— Task instructions —
Could you copy every one of the items below word for word, without changing anything?

============================================================

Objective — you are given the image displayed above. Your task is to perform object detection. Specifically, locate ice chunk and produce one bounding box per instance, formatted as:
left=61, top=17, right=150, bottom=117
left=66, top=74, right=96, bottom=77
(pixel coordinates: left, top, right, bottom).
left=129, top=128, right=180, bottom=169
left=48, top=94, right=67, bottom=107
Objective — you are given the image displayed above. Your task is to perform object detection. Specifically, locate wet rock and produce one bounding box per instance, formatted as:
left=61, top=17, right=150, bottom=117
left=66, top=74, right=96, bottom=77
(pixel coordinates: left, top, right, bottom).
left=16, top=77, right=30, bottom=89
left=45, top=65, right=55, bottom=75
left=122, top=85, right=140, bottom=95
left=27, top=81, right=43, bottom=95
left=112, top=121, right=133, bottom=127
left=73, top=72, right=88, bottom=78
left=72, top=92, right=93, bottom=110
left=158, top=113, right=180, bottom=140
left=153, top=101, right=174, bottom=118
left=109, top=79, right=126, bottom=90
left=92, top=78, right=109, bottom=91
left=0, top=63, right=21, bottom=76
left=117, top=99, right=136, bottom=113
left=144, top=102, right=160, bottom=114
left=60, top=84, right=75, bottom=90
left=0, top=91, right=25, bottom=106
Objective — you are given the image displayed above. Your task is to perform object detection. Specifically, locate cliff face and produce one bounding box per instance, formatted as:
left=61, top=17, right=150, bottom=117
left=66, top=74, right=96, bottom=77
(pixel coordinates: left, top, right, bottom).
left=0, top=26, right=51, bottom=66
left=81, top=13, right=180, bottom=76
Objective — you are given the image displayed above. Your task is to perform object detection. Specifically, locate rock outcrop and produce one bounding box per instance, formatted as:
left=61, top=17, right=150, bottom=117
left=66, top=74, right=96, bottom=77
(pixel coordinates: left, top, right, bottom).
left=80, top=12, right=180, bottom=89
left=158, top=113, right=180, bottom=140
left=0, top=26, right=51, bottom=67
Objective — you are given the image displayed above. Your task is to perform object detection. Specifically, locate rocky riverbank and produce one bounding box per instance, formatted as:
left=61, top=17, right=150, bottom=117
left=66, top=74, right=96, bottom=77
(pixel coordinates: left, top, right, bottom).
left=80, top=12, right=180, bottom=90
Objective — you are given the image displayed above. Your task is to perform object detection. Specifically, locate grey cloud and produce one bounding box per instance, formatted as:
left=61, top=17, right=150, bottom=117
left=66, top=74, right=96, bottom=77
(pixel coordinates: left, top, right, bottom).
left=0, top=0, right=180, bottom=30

============================================================

— Solution to the exercise —
Objective — you are given the image displayed above. Your task is to perform object detection. Specifically, locate ice chunk and produce one bounding box per instance, formatted as:
left=61, top=17, right=150, bottom=117
left=66, top=74, right=96, bottom=77
(pixel coordinates: left, top, right, bottom).
left=129, top=128, right=180, bottom=169
left=48, top=94, right=67, bottom=107
Objective — you are given the image displayed above. Your task is to perform object detection. Specifically, locate wet rock and produce one bounding box per instance, formatted as:
left=61, top=17, right=150, bottom=117
left=66, top=74, right=96, bottom=77
(pixel coordinates: left, top, right, bottom).
left=16, top=77, right=30, bottom=89
left=45, top=65, right=55, bottom=75
left=122, top=85, right=140, bottom=95
left=27, top=81, right=43, bottom=95
left=112, top=121, right=133, bottom=127
left=73, top=72, right=88, bottom=78
left=72, top=92, right=93, bottom=110
left=158, top=113, right=180, bottom=140
left=153, top=101, right=174, bottom=118
left=109, top=79, right=126, bottom=90
left=92, top=78, right=109, bottom=91
left=0, top=63, right=21, bottom=76
left=117, top=99, right=136, bottom=113
left=144, top=102, right=160, bottom=114
left=60, top=84, right=75, bottom=90
left=0, top=91, right=25, bottom=106
Objective — you are given the image displayed above. Your task is to perform object detection. Specifically, locate cliff face and produce one bounding box per instance, formatted as:
left=61, top=17, right=150, bottom=117
left=66, top=74, right=96, bottom=77
(pixel coordinates: left, top, right, bottom).
left=0, top=26, right=51, bottom=66
left=81, top=13, right=180, bottom=76
Objective — you are given the image displayed above. Your task is to perform object detection. Specifically, locate rock outcrop and produce one bounding box per instance, formatted as:
left=61, top=17, right=150, bottom=117
left=66, top=74, right=96, bottom=77
(pixel coordinates: left, top, right, bottom).
left=80, top=12, right=180, bottom=89
left=158, top=113, right=180, bottom=140
left=0, top=26, right=51, bottom=67
Objective — you are given the image displayed above. Your task is to perform object detection. Specifically, locate rocky riverbank and produce one bounding box per instance, formatted as:
left=61, top=17, right=150, bottom=117
left=66, top=74, right=96, bottom=77
(pixel coordinates: left, top, right, bottom).
left=80, top=12, right=180, bottom=90
Objective — you are given the image displayed above. Your task is to perform object detection. Specifically, locate grey cloud and produce one bounding box per instance, formatted as:
left=61, top=17, right=150, bottom=117
left=66, top=74, right=96, bottom=77
(pixel coordinates: left, top, right, bottom).
left=0, top=0, right=180, bottom=30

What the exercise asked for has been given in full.